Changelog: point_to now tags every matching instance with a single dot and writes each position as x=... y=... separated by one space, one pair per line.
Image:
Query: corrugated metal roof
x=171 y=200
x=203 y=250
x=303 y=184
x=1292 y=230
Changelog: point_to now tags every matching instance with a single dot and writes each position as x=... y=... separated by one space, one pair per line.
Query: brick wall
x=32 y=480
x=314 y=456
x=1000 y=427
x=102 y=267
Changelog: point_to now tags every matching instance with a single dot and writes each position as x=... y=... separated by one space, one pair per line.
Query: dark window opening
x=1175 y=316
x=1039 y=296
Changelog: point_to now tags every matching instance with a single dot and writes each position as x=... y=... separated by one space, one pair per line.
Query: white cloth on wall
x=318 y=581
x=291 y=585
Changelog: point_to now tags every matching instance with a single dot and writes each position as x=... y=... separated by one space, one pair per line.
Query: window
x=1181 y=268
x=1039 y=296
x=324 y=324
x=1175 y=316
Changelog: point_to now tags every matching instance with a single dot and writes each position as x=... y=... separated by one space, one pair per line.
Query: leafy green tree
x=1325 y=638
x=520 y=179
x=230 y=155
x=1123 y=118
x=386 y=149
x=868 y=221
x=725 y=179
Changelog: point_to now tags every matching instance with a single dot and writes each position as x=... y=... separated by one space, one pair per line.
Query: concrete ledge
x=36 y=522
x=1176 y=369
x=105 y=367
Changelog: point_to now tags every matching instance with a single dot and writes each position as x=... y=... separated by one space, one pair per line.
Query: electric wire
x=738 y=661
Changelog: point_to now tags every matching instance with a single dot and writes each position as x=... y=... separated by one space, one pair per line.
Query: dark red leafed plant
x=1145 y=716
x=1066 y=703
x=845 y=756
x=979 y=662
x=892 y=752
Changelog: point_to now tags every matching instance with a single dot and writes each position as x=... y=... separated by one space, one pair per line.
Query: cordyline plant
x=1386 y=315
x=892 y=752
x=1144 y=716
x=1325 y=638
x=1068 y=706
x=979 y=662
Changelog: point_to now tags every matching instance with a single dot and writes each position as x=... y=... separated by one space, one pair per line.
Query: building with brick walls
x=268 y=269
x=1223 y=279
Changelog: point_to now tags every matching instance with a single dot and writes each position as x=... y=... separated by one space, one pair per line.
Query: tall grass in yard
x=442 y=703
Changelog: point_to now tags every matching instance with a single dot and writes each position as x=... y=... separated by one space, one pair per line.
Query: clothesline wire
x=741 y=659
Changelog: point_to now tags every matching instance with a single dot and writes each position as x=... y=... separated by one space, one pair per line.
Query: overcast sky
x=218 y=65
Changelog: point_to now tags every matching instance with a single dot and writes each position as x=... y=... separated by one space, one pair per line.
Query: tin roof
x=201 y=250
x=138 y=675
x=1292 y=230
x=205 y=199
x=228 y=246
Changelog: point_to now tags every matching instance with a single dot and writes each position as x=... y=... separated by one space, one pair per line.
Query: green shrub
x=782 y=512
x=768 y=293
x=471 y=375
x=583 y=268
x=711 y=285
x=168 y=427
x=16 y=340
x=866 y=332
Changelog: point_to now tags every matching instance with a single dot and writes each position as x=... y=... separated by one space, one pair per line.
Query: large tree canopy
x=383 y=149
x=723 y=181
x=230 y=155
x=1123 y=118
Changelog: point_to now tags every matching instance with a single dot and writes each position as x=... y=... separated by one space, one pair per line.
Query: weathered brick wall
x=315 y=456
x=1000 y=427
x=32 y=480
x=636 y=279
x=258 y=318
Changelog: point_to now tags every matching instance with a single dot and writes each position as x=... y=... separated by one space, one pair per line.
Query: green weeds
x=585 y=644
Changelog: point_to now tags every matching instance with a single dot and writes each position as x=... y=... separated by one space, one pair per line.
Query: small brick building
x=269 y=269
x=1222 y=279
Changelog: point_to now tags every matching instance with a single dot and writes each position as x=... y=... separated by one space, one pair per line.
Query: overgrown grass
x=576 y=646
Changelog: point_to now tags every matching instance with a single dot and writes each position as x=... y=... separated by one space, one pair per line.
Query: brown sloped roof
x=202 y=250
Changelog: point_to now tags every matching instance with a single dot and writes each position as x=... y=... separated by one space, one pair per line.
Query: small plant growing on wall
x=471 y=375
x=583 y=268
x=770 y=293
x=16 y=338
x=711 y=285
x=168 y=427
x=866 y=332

----------------

#### Brief:
Without omitting anything, output the entries exactly.

#### Task solution:
Changelog: point_to now tags every matching instance with a single dot and writes each position as x=... y=... separated by one space, one pair per line.
Image:
Query: corrugated metal roof
x=171 y=200
x=203 y=250
x=303 y=184
x=1292 y=230
Changelog: point_to now tags every matching instance with a single dot and writes each position as x=... y=... separated by one space, one pair per line.
Query: brick wall
x=32 y=480
x=314 y=456
x=1000 y=427
x=102 y=267
Changelog: point_to now tags every matching instance with a single dot and writes each position as x=... y=... separated by one space, one pair per line.
Query: dark window opening
x=1175 y=316
x=1039 y=296
Changelog: point_to now tags every matching instance with a single dot and writes each position as x=... y=... separated by one space, one pair per line.
Query: white cloth on wall
x=318 y=581
x=291 y=585
Changelog: point_to now tags every matching instance with a single dot and writes each position as x=... y=... separated by one space, one pair per line.
Query: window
x=1181 y=268
x=1039 y=296
x=324 y=324
x=1175 y=316
Changelog: point_to now tags every matching instance with a single dot and writes each position as x=... y=... separated by one space, one pair per line.
Query: leafy green tree
x=1325 y=638
x=520 y=179
x=230 y=155
x=1123 y=118
x=386 y=149
x=868 y=221
x=725 y=179
Changelog: point_to now tags every matching instance with a single dot and writes each position as x=... y=... separated by one space, one pair per line.
Query: concrete ledge
x=36 y=522
x=1176 y=369
x=105 y=367
Changelog: point_to now tags every matching instance with a single dot and writes each position as x=... y=... separated by one space, one pair per line.
Query: electric wire
x=738 y=661
Changelog: point_to now tags every matching instance with a single dot and writes each position as x=... y=... separated by one space, one pair per line.
Query: dark red leafed plant
x=1145 y=716
x=1066 y=703
x=845 y=756
x=979 y=662
x=892 y=752
Changelog: point_to now tags every matching instance with a single dot and writes each position as x=... y=... separated by one space, one pair per line.
Query: cordyline plant
x=1386 y=315
x=892 y=752
x=1144 y=716
x=1325 y=638
x=1068 y=706
x=979 y=662
Changelog: point_to now tags every matching instance with a single dot and writes each position as x=... y=... separated by one space, one pair per line.
Query: building with brick walls
x=268 y=269
x=1223 y=279
Changelog: point_to now tags every matching instance with a single dot and writes each position as x=... y=... separated by one space, one pair per line.
Query: tall grass in yard
x=442 y=703
Changelog: point_to now tags every matching instance with a single dot and writes each position as x=... y=... separated by one space, one pair per line.
Query: clothesline wire
x=741 y=659
Changelog: point_to now tags every matching instance with a single dot and writes each position as x=... y=... separated by one space, one pair per line.
Query: overcast sky
x=218 y=65
Changelog: point_to now tags every matching instance with a single dot and writes each position as x=... y=... separated by one space, one pair per line.
Query: tin roof
x=201 y=250
x=138 y=675
x=1292 y=230
x=205 y=199
x=228 y=246
Changelog: point_to now tags every matching instance with a single dot and writes each position as x=... y=... separated by one space, one pair per line.
Query: green shrub
x=782 y=512
x=768 y=293
x=471 y=375
x=583 y=268
x=711 y=285
x=168 y=427
x=16 y=340
x=866 y=332
Changelog: point_to now tags every matching instance with a single dot and writes each position as x=... y=... separated by one space, one pair per line.
Query: large tree canopy
x=383 y=149
x=723 y=181
x=230 y=155
x=1123 y=118
Changelog: point_to now tags every matching instance with a single dot and writes each position as x=... y=... separated by one space, one pair per line.
Query: weathered brick wall
x=315 y=456
x=1000 y=427
x=32 y=480
x=636 y=279
x=258 y=318
Changelog: point_to now tags every matching instance with a single dot and writes each position as x=... y=... separated by one space, one pair per line.
Query: green weeds
x=585 y=644
Changelog: point_to now tags every matching instance with a single dot and writes each position as x=... y=... separated by one space, one pair per line.
Query: small brick building
x=269 y=269
x=1222 y=279
Changelog: point_to now tags every matching instance with a single dot and writes each position as x=... y=... separated by one space, one pair per line.
Query: overgrown grass
x=576 y=646
Changelog: point_to now tags every matching instance with a single dot and writes each position as x=... y=... separated by one space, one pair per line.
Query: brown sloped roof
x=202 y=250
Changelog: point_to now tags every matching instance with a single dot and writes each position as x=... y=... separated by one space, one pair per line.
Query: small plant growing on wall
x=471 y=375
x=583 y=268
x=770 y=293
x=16 y=338
x=711 y=285
x=168 y=427
x=866 y=332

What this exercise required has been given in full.